# Task brief:
In the exercise study text, what temperature range were all the physical tests performed at?

# Extracted text:
---

Sixteen male, healthy, active (see Table 1), non-smoker subjects with no history of rhinitis or asthma, without respiratory infection during the last month and who had not participated in any scheduled aerobic physical activity such as urban races, swimming, or cycling. They also did not consume anti-inflammatories, antioxidants, or any other nutritional supplements. Participants were informed orally and in writing, before signing an informed consent. This study was approved by the Ethics Research Committee of the University of Los Andes.

Table 1 General description of participants

Protocol

Evaluations were performed as described as follows: (1) Survey of habits and anthropometric assessment (Anthropometric Gaucho Kit, Rosscraft™, USA); (2) Determination of maximum oxygen uptake (VO2max) on a cycle ergometer (VIAsprint™ 150/200p, Viasys™, USA) using exhaled gases analysis (Oxycon mobile, Jaeger™, Germany); (3) In the following three visits, exercise was performed on a cycle ergometer at a stable load equal to 30 % of VO2 max for 10, 30, and 90 min, in which ventilation, VO2, heart rate, perceived exertion, and pedaling cadence (60 rpm) were controlled. Participants appeared between 8:00 and 12:00 a.m., at least 1 h after a light breakfast and they hydrated only with the same isotonic electrolyte replacement drink, free of stimulating substances, antioxidants and/or anti-inflammatories, after exercise was completed. All the described physical tests were performed at a temperature between 18 and 22 °C and humidity between 60 and 70 %. To obtain EBC samples, exhaled air was cooled and condensed through an instrument designed and previously validated by our group [2, 4]. Subjects were at rest, wearing a nasal clip and having previously washed their mouths with distilled water. Then, they were asked to breathe at tidal volume for approximately 15 min or until 1.5 ml was obtained. The team had a saliva trap to avoid contamination with some mediators that occur in the mouth. Once samples were obtained they were stored in liquid nitrogen and later at −80 °C up until their analysis. In all three protocols, EBC samples were taken before (pre) exercise and 80 min after exercise completion (80-post), given that previous studies conducted by our group have typically shown changes in this time of sampling [3, 6].

---

Text-to-region grounding data:
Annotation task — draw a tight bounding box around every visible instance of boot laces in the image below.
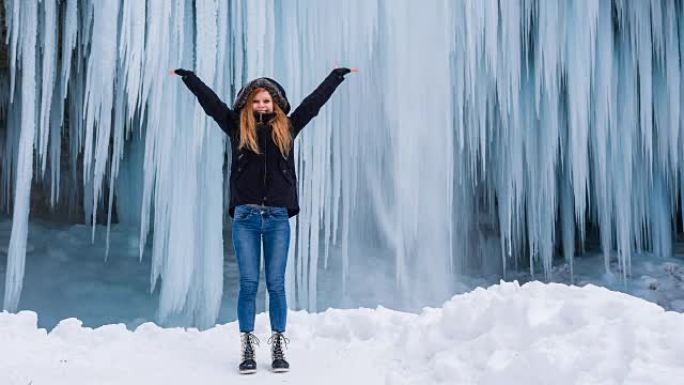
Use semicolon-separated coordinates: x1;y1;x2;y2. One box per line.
267;332;290;360
242;333;259;361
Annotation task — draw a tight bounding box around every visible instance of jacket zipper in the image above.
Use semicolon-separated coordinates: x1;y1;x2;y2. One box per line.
259;112;268;206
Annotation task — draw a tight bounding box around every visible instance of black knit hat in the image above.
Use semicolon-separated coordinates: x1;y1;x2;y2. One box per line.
233;78;290;114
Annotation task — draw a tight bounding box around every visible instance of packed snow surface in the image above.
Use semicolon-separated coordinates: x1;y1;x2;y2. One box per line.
0;282;684;385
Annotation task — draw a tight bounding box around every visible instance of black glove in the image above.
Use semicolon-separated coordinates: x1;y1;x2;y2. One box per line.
173;68;194;77
332;67;351;78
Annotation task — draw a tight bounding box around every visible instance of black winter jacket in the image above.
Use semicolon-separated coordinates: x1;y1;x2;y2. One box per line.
183;70;344;217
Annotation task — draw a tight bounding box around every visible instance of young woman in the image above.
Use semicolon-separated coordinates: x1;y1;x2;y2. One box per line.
174;68;355;373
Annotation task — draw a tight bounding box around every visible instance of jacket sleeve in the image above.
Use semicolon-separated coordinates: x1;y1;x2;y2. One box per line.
183;73;239;140
290;72;344;138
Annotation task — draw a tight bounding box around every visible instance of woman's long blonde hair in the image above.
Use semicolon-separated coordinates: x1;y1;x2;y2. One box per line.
238;88;292;157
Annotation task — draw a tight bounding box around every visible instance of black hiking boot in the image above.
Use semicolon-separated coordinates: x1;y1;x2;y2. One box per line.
268;332;290;373
240;332;259;374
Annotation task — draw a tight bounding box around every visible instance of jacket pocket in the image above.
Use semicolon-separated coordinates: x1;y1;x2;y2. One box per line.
232;153;247;180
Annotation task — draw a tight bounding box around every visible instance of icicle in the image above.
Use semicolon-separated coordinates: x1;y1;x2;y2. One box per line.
3;1;38;312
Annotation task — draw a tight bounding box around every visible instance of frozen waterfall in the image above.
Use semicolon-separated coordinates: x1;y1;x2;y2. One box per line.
0;0;684;327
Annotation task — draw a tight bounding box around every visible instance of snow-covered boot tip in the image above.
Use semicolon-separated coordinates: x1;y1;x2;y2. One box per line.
268;332;290;373
240;332;259;374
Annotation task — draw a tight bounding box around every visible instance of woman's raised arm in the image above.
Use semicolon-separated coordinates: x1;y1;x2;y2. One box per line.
173;68;238;139
290;67;356;138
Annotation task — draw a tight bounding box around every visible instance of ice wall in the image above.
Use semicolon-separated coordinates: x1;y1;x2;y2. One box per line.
0;0;684;326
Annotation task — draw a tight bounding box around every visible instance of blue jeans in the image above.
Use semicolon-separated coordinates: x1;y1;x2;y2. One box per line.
233;205;290;332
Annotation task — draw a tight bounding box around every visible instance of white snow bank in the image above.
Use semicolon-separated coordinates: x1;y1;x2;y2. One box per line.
0;282;684;385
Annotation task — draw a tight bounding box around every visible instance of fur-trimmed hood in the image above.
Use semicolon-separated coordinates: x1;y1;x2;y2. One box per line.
233;78;290;114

---

# Finished task:
Between 18 and 22 °C.